TEXTO PARA LEER:
Hace poco más de un año estuve internado en el hospital Horwitz, por un intento de suicidio. En el Horwitz caía casi de todo. Pero la gran mayoría era gente pobre, bien con esquizofrenia, bien con problemas de adicción. Por bastaste tiempo fui el único profesional (Profesor) internado en el Sector 3.
Entre el primer grupo había un delincuente con un prontuario larguísimo. Es común que al ser detenidos simulen ataques de histeria, y comiencen a cortarse los brazos con cuchillos previamente dispuestos para ello. En el caso particular del que hablo, al parecer fue un ataque histérico auténtico.
Cualquiera podría decirse que fue una compañía inusual para ambos, pero nos unía el amor por Julieta, la gata regalona del sector. Cada día éramos Romeos agasajándola con comida, cariños y juegos.
Un día que perdí a Julieta, acompañé a ambos en su sala, resignado a acariciarla en territorio ajeno. De la nada, engatusado por ella, me contó que en su casa tenía cinco gatas, todas operadas, y de bonito pelaje. Amaba a cada una de ellas. Quizás, más que a su familia, por lo que me comentó después.
Su vida criminal comenzó cuando un tío lo sacó de primero medio y se lo llevó a Suecia, a "trabajar" de lanza. Ahí terminó su educación académica y comenzó la criminal. En el hospital estaba en juicio por robo con violencia doblemente agravado, lo cuál él mismo no sabía que significaba y demandaba ver a su abogado para que le explicara de qué carajo lo acusaban. Lo único que él sabía es que había robado a una gasolinera con arma y compañía.

TAREA 1:
Contesta estas preguntas sobre el relato del hospital:
(a) ¿En qué hospital estuvo internado el narrador?
(b) ¿Cómo se llamaba la gata del sector?
(c) ¿Por qué delito estaba en juicio el hombre que tenía gatas en su casa?
TAREA 2: Sigue escribiendo el relato del hospital a partir de la última oración.
Las filas que vienen después no tienen nada que ver con el relato del hospital.

Datos para señalar con expresiones de referencia

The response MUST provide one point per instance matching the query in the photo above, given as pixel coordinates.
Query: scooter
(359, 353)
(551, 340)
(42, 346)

RESPUESTA FINAL 1:
(a) En el hospital Horwitz.
(b) Julieta.
(c) Por robo con violencia doblemente agravado.

RESPUESTA FINAL 2:
Pero la criminalidad que se había instalado en él era de carácter corrupto. Su corrompida visión del mundo era un perpetuo estado de guerra, social y cívica. Lo perseguían por ejercer el único oficio que tuvo la oportunidad de aprender. Alumno de su tío, fue escalando en la morbosidad del crimen. En vez de castellano (era analfabeta) aprendió lanzazo. En vez de matemáticas, hurto. En vez de historia, manejo de armas blancas y de fuego. El hospital psiquiátrico era el único respiro de la vida criminal. Y el único lugar donde su ser estaba en sosiego. Nunca agredió, amenazó o le hizo daño a alguien. No lo necesitaba. La seguridad era tan baja que incluso yo, medio sedado, lograba salir del hospital a comprar chocolates a un supermercado cercano.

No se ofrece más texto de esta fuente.